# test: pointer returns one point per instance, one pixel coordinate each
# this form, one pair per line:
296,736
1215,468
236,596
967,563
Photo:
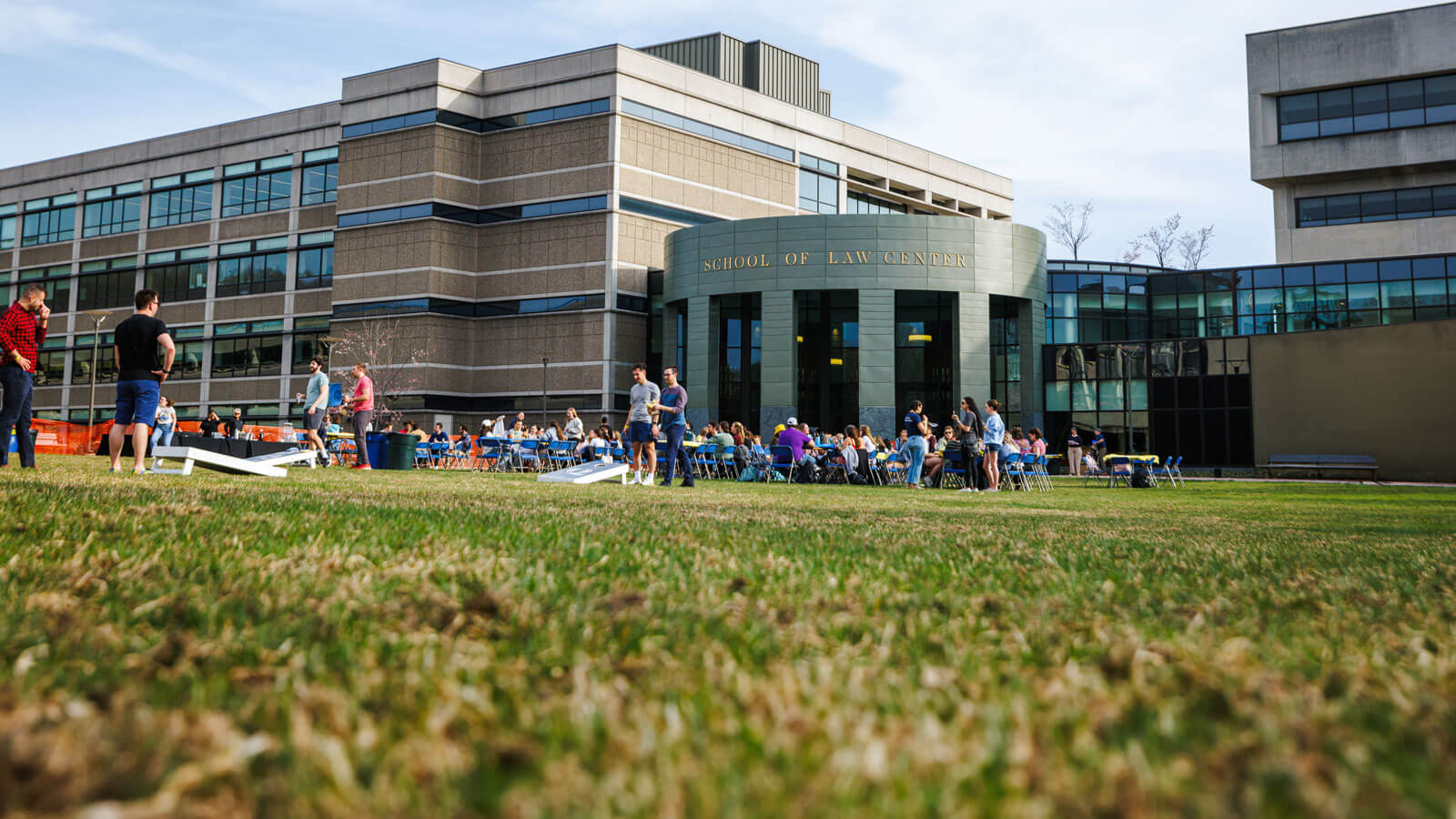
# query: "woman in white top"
165,423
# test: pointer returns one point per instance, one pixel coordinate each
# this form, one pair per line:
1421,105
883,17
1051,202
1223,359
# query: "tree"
390,353
1161,239
1069,225
1193,247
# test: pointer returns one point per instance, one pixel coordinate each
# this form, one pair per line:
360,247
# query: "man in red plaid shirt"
22,329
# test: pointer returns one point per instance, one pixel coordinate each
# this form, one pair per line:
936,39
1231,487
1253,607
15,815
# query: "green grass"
459,644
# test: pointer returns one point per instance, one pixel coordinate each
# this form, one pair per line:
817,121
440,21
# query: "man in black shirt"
138,378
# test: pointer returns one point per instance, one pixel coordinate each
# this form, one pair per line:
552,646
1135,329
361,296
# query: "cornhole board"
589,472
266,465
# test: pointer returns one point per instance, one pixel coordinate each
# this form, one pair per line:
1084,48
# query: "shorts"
137,401
640,431
313,420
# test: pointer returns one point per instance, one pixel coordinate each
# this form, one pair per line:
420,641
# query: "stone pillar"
1031,318
778,369
877,360
703,361
973,347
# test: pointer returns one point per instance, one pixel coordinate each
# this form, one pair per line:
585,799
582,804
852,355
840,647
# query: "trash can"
378,446
400,450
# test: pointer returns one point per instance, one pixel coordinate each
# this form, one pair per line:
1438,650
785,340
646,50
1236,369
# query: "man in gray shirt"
315,402
642,426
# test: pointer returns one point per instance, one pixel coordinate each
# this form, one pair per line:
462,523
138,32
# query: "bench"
1320,464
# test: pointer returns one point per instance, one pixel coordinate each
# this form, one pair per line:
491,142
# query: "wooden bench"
1320,464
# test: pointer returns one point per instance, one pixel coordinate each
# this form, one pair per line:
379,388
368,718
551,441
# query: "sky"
1136,106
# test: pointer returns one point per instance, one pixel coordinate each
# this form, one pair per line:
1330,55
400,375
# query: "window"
308,334
247,191
248,356
254,273
188,361
1378,106
177,205
182,280
6,228
106,368
819,184
113,210
109,283
472,216
50,363
57,281
48,220
320,177
864,203
315,266
1376,206
705,130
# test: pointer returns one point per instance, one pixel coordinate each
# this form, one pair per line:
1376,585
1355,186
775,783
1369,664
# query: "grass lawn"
458,644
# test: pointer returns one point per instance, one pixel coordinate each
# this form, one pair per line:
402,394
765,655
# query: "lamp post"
98,317
545,361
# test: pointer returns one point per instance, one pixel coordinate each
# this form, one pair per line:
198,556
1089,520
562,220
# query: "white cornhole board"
589,472
266,465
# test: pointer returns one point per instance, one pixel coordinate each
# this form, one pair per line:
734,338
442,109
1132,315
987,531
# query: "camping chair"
1118,468
783,460
953,468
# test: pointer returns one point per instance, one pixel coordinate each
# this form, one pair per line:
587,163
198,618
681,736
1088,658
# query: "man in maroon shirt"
22,331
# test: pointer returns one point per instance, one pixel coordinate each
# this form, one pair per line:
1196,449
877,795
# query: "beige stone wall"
683,157
543,147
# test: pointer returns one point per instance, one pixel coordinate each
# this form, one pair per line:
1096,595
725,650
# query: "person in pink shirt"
363,404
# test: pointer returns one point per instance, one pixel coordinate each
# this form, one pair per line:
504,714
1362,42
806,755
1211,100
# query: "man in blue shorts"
138,378
642,426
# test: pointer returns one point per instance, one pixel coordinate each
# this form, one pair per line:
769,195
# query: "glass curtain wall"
925,353
740,349
827,339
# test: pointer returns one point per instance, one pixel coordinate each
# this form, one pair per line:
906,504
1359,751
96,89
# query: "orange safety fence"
63,438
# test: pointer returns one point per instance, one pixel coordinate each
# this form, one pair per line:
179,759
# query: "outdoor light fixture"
99,317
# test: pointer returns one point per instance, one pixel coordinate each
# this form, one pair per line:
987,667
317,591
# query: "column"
877,360
973,350
778,370
703,363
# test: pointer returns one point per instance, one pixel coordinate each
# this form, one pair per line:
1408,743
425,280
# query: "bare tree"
1069,225
390,353
1161,239
1193,247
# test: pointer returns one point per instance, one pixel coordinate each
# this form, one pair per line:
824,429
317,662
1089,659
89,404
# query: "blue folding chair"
783,460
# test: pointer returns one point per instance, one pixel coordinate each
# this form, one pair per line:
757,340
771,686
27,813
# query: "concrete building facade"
484,223
1353,124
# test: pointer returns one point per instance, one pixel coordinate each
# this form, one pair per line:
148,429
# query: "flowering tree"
392,354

☆ ☆ ☆ ☆ ☆

WHAT YOU NEED TO DO: Extract every line above that contains the word "chair", matching case exactly.

EXERCISE ANSWER:
# query: "camping chair"
# query: "blue folding chair"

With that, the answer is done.